>> Begin RECORDED INFORMATION

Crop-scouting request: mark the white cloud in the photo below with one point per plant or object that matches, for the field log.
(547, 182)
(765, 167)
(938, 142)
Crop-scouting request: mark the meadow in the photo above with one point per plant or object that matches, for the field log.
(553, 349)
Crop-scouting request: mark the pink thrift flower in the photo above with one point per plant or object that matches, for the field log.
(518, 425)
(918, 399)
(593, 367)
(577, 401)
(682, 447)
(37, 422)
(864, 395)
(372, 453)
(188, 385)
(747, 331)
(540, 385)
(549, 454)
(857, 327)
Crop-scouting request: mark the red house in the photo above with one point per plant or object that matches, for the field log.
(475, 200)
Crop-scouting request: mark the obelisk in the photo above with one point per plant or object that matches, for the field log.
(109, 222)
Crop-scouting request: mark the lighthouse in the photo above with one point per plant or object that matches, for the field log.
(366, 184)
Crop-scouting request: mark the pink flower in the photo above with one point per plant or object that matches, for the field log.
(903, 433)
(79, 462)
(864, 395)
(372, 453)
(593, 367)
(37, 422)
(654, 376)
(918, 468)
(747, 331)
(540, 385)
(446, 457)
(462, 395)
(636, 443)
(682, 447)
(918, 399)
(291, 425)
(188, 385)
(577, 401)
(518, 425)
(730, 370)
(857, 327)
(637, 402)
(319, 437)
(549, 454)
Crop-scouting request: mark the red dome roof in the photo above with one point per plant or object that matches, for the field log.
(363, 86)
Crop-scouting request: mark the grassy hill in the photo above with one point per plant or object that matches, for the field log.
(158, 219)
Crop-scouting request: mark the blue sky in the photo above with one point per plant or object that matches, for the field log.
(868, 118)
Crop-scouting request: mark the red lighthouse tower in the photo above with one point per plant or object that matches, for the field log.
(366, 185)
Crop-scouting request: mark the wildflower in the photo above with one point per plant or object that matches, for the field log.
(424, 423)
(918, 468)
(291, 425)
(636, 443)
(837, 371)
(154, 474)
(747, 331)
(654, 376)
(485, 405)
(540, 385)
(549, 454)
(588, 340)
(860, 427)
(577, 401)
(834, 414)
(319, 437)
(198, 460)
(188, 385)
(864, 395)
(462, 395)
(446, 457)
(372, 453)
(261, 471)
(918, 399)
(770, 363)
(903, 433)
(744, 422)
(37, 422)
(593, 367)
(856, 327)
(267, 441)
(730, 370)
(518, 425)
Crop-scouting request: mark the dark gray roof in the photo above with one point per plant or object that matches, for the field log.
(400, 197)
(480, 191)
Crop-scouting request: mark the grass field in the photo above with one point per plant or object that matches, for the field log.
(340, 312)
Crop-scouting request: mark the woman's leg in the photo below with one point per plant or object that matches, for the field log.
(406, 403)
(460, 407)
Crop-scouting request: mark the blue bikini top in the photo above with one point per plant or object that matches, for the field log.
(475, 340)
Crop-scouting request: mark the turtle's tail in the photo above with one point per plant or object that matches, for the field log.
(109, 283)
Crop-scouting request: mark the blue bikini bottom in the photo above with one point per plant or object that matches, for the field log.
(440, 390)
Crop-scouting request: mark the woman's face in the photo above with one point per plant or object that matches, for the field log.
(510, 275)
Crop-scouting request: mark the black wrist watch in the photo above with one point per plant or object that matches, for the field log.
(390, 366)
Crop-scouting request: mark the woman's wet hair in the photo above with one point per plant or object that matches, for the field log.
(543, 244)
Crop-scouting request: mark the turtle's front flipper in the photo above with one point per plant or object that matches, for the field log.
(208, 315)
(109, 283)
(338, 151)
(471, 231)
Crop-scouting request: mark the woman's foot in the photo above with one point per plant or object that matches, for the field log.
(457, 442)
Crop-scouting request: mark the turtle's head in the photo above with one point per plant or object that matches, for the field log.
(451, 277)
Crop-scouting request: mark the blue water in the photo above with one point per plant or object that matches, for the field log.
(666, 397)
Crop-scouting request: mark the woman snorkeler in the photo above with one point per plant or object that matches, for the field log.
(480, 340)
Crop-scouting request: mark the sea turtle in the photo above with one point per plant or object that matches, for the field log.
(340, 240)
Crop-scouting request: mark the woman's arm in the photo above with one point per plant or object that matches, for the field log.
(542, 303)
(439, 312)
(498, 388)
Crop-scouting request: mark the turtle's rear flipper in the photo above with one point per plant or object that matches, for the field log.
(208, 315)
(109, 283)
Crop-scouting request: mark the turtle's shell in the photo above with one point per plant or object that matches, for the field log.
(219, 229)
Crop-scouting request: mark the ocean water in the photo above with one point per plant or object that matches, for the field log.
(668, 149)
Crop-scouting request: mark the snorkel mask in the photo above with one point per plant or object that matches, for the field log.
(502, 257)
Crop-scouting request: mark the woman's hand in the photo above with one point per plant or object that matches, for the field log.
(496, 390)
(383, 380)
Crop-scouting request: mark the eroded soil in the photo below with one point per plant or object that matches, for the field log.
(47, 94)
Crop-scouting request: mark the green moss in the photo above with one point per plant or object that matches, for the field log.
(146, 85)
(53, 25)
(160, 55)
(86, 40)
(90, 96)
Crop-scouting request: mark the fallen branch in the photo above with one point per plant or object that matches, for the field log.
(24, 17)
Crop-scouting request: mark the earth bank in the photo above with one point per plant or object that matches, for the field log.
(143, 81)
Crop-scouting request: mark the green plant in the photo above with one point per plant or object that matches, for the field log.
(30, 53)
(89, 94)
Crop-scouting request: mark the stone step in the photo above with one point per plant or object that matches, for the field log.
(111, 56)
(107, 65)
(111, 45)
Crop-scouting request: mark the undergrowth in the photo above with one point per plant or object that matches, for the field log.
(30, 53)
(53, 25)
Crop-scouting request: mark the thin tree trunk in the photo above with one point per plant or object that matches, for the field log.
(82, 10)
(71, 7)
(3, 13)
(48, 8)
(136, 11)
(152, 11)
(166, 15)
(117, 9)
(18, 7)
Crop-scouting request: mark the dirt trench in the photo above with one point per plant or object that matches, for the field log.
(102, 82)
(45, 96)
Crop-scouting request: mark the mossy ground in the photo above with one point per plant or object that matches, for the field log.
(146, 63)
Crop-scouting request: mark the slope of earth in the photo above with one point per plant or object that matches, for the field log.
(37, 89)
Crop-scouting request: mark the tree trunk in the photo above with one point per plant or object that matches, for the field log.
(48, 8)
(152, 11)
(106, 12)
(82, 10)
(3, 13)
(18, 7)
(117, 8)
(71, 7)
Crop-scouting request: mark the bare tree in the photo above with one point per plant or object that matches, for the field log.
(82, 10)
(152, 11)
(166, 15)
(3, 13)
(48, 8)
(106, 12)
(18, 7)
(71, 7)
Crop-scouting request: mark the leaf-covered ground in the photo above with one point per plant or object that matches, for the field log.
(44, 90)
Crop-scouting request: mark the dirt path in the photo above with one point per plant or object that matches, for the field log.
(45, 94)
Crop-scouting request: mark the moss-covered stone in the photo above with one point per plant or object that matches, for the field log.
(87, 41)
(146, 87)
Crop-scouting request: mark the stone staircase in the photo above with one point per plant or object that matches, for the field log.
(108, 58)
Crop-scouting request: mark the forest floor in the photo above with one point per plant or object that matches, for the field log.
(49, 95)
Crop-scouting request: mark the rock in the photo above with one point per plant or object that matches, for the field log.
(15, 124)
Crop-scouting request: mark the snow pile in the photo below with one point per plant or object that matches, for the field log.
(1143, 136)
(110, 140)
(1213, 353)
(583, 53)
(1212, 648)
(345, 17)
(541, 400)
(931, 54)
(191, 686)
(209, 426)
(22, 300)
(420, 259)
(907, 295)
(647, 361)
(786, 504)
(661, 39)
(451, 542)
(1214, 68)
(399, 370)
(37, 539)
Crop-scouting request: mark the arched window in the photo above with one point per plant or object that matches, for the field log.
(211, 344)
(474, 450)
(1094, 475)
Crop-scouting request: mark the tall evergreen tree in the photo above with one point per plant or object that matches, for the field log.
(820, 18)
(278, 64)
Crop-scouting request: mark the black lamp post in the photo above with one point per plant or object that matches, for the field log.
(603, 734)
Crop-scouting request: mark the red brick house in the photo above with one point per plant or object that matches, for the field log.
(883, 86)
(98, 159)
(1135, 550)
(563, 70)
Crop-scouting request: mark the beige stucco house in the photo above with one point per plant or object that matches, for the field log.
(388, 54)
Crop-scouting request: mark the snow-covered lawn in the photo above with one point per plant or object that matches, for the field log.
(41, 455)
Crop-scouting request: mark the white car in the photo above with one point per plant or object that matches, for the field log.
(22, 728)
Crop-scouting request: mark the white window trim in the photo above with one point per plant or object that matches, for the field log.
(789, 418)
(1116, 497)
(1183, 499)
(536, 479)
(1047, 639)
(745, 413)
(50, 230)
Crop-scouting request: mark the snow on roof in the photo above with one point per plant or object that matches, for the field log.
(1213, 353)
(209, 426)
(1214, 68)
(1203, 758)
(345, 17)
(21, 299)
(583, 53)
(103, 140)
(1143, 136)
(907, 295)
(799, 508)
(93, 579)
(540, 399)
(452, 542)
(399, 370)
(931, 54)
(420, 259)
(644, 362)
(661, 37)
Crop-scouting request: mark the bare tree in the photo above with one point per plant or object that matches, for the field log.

>> End RECORDED INFORMATION

TASK REQUIREMENTS: Print the part of the entries that opens with the line containing "Crop-scouting request: mark the white window" and runs through the end of the entries, with every line kept exactly as it stands.

RESULT FOR THIS TASK:
Crop-scouting request: mark the white window trim in the photo above with one point per plant or object that matches, for the field log.
(789, 418)
(1116, 497)
(1183, 499)
(536, 479)
(1047, 639)
(745, 413)
(50, 230)
Crop-scouting request: mark the snow on roof in the photo above with one point per plant or object that matches, for the field log.
(1213, 353)
(209, 426)
(1214, 68)
(1203, 758)
(345, 17)
(21, 299)
(583, 53)
(103, 140)
(1143, 136)
(907, 295)
(799, 508)
(93, 579)
(540, 399)
(452, 542)
(399, 370)
(931, 54)
(420, 259)
(644, 362)
(661, 37)
Crop-scouting request: mark the bare tree in the photo above with one point per plant or object that matches, for the field log.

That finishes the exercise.